PAGE EXTRACT:
======

Case Study: Closing Line Value Across 5,000 Bets --- Separating Skill from Luck
Executive Summary
Closing Line Value (CLV) is widely regarded as the gold-standard metric for evaluating betting skill, but how reliable is it in practice? This case study analyzes a synthetic dataset of 5,000 NFL bets placed by a hypothetical sharp bettor ("Jordan") over four seasons (2021-2024), examining whether CLV truly predicts long-term profitability, how quickly CLV converges to a meaningful signal, and what the distribution of CLV looks like for a genuinely skilled bettor versus a lucky recreational bettor. We construct parallel analyses of Jordan's actual CLV profile alongside 1,000 simulated "random" bettors who have no edge, demonstrating that CLV separates skill from luck far more efficiently than raw win rate. The analysis reveals that Jordan's +2.1% average CLV was statistically significant after just 300 bets (compared to 2,000+ bets needed for win-rate significance), that the CLV-ROI correlation across sub-periods was 0.91, and that rolling CLV analysis detected a temporary edge decay in Season 3 that Jordan corrected through model retraining. The accompanying Python code implements the full CLV tracking, significance testing, and rolling analysis framework.
Background
The Question
Every sports bettor eventually confronts the same fundamental problem: is my performance due to skill or luck? After winning $12,000 over a season, a bettor might reasonably ask whether they are genuinely skilled or merely experiencing a fortunate run of variance that will inevitably regress.
Traditional approaches to answering this question rely on win rate and ROI, but these metrics converge to their true values painfully slowly. A bettor with a 3% ROI edge needs roughly 4,000 bets at standard -110 juice before we can be 95% confident their edge is real. Most bettors place 300-600 bets per season, meaning they would need 7-13 years of data to confirm their skill through win rate alone.
CLV offers a faster path to the answer. Because CLV measures the quality of each betting decision against the market's final assessment (rather than against the noisy binary outcome of a single game), it provides a signal with lower variance per observation. This case study quantifies exactly how much faster CLV converges to a meaningful signal.

======

STATED PROBLEM 1: According to the closing line value case study, how many bets do most bettors place per season?
STATED PROBLEM 2: Resume the closing line value case study, picking up after its final sentence.

RECORDS PROVIDED:
======

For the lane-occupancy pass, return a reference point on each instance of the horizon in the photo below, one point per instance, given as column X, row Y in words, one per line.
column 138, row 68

======

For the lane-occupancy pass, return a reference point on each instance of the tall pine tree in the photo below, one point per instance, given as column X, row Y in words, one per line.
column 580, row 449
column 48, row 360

======

EXPECTED ANSWER 1: Most bettors place 300-600 bets per season.

EXPECTED ANSWER 2:
The Dataset
Jordan is a model-driven NFL bettor who places approximately 1,250 bets per season across spreads (60%), totals (25%), and moneylines (15%). For every bet, Jordan records:
- Odds at time of placement
- Closing odds on the same selection and the opposite side
- Result (win, loss, push)
- Model probability estimate
- Sportsbook used
- Timing of bet placement
Over four seasons, Jordan accumulated 5,012 bets with complete CLV data. We also generated 1,000 simulated "random" bettors who picked sides randomly (no model, no skill) and bet at randomly selected available odds from the same pool of games.
Jordan's Season-by-Season Summary
| Season | Bets | Win Rate | Avg Odds | ROI | Avg CLV | CLV Hit Rate |
|---|---|---|---|---|---|---|
| 2021 | 1,248 | 53.1% | -107.8 | +2.9% | +2.3% | 62.4% |
| 2022 | 1,290 | 52.4% | -107.2 | +2.1% | +2.1% | 60.8% |
| 2023 | 1,232 | 51.8% | -108.1 | +0.8% | +1.4% | 57.2% |
| 2024 | 1,242 | 53.8% | -106.9 | +4.2% | +2.5% | 63.6% |
| Total | 5,012 | 52.8% | -107.5 | +2.5% | +2.1% | 61.0% |
The Analysis
Test 1: Does CLV Predict Profitability?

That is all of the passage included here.